Point localization data
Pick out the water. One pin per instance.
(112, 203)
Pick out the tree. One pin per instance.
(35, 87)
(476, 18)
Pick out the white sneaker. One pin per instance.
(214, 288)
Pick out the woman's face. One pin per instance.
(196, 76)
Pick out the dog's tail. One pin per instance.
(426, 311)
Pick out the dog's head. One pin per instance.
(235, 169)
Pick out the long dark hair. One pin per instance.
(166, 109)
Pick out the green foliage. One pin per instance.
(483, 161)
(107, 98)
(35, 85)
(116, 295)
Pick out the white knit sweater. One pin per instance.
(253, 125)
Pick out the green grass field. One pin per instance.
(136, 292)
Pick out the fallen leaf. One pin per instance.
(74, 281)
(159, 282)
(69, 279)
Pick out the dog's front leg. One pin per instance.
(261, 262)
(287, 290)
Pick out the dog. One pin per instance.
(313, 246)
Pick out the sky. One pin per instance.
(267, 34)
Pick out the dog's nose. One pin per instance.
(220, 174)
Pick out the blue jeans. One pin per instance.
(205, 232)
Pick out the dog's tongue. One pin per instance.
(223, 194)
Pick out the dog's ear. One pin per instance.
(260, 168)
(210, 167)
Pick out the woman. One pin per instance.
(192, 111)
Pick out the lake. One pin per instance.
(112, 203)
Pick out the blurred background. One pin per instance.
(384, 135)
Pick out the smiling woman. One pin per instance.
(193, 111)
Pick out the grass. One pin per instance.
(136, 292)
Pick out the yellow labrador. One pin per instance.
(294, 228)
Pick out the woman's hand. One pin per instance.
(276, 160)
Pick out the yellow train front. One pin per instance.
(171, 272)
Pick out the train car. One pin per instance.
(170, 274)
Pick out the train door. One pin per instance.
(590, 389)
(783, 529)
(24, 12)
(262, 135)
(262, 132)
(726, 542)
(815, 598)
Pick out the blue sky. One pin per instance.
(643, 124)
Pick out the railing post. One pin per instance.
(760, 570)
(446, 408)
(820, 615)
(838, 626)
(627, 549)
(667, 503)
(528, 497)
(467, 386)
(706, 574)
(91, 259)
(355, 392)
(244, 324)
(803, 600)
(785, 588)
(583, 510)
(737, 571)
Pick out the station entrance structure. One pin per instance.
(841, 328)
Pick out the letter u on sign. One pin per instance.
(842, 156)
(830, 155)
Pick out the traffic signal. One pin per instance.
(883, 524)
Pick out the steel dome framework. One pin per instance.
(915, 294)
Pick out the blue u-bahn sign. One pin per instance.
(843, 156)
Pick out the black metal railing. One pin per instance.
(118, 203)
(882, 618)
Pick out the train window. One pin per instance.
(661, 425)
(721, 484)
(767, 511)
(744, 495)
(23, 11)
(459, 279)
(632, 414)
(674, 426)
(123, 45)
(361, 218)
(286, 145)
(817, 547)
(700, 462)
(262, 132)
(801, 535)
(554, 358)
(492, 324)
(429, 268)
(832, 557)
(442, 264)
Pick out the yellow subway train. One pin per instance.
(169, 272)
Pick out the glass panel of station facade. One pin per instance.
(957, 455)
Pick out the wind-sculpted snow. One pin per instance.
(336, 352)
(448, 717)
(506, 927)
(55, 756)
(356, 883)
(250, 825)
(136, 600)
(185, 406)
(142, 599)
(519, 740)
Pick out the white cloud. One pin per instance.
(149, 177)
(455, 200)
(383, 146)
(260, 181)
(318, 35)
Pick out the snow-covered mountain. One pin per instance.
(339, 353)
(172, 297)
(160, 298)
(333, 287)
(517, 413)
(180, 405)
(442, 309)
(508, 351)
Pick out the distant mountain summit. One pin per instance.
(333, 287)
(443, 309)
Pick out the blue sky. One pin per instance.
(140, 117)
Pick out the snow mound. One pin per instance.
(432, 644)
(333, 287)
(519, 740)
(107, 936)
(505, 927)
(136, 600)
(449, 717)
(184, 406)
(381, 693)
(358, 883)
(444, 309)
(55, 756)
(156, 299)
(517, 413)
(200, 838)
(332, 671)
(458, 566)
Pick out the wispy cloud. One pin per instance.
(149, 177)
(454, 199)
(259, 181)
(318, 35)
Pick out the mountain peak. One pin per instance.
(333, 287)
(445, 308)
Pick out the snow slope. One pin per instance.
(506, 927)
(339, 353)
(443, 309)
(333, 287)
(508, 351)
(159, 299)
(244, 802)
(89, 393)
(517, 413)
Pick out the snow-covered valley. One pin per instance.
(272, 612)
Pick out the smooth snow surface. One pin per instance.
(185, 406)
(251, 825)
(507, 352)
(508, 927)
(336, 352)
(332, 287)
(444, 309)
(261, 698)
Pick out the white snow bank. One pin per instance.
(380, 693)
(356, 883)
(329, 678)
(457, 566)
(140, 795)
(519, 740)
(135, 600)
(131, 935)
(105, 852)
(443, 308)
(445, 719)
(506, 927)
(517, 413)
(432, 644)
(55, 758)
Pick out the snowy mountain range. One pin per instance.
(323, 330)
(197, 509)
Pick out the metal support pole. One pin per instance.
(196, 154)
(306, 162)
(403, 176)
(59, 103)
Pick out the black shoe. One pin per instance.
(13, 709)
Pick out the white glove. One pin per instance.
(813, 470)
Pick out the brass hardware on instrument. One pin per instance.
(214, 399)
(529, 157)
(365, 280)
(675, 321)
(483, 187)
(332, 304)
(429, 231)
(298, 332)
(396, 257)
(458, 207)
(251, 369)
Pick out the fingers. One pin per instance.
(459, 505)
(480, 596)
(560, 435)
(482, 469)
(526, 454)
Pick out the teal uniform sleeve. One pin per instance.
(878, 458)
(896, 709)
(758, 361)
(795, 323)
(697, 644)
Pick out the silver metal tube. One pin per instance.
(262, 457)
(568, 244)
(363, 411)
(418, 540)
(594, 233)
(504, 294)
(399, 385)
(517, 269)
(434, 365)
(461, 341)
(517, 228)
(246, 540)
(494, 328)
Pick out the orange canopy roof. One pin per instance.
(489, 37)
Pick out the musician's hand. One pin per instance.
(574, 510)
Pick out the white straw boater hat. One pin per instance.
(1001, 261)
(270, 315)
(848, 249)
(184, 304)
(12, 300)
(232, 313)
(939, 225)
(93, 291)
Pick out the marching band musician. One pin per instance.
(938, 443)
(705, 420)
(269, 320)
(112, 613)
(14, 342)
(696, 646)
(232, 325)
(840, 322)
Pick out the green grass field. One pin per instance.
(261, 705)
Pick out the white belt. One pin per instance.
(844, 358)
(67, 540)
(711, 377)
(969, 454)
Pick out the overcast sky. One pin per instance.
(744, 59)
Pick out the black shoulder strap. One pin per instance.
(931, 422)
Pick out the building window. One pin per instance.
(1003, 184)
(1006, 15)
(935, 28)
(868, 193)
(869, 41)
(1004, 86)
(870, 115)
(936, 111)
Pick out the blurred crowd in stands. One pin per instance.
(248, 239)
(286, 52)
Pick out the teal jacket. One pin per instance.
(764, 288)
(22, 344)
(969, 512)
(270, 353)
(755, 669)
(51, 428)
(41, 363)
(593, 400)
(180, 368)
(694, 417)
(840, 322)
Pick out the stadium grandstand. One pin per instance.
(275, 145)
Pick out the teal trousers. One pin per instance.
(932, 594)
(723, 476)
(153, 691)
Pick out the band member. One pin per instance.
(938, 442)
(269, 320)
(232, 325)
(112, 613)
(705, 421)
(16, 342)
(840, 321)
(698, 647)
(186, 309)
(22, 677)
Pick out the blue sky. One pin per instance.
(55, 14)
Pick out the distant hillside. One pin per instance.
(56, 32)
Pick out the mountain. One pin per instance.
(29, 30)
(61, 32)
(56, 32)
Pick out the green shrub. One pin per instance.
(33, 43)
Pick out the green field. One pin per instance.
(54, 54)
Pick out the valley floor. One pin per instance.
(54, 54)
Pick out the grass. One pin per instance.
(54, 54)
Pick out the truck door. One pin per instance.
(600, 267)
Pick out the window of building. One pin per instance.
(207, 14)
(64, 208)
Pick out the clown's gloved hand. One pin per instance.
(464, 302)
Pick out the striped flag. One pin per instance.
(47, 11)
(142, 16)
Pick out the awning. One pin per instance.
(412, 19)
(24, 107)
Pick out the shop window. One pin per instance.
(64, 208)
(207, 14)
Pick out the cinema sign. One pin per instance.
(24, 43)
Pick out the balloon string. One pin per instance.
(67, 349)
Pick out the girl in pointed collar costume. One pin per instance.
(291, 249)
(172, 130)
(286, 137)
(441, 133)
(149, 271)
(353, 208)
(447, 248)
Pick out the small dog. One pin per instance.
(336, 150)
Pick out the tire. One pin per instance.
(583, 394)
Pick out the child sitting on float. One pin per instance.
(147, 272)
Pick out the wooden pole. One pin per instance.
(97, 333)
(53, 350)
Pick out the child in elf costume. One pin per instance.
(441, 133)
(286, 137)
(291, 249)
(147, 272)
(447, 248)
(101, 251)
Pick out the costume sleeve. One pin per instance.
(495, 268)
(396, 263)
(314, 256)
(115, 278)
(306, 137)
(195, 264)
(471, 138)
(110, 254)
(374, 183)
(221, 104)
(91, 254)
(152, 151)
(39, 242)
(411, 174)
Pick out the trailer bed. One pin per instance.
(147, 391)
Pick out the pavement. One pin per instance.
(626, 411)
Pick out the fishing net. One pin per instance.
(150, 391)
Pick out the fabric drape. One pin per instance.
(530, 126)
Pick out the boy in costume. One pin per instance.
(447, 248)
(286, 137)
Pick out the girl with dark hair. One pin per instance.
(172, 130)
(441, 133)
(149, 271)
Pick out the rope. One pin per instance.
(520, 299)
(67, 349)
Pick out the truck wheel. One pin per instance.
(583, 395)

Directions
Exactly reproduce the lines that run from the line with "Pick out the shop" through the last line of the records, inclusive.

Answer space
Pick out the shop window. One pin per instance.
(64, 208)
(207, 14)
Pick out the cinema sign. One pin per instance.
(24, 43)
Pick out the balloon string. One pin per instance.
(67, 349)
Pick out the girl in pointed collar costume. One pin per instance.
(291, 249)
(172, 130)
(286, 137)
(441, 133)
(149, 271)
(353, 208)
(447, 248)
Pick out the small dog. One pin per instance.
(336, 150)
Pick out the tire. One pin per instance.
(583, 394)
Pick out the child sitting on float. One pin per instance.
(147, 272)
Pick out the wooden pole. One pin per instance.
(97, 333)
(53, 350)
Pick out the child in elf costume. One pin per instance.
(441, 133)
(286, 137)
(291, 249)
(147, 272)
(447, 248)
(101, 251)
Pick out the costume sleeve. One pin per instance.
(495, 268)
(396, 263)
(314, 256)
(115, 278)
(306, 137)
(195, 264)
(471, 138)
(110, 254)
(374, 183)
(221, 104)
(91, 254)
(152, 151)
(39, 242)
(411, 174)
Pick out the trailer bed. One pin per instance.
(147, 391)
Pick out the pavement. One pin per instance.
(626, 411)
Pick out the fishing net. One pin per instance.
(150, 391)
Pick out the fabric drape. One pin per instance.
(530, 126)
Pick out the boy in costume. One pin per instance.
(447, 248)
(286, 137)
Pick out the girl with dark hair. One pin per instance.
(172, 130)
(441, 133)
(149, 271)
Pick out the rope. One pin per instance.
(520, 299)
(67, 349)
Pick out the truck wheel. One pin per instance.
(583, 395)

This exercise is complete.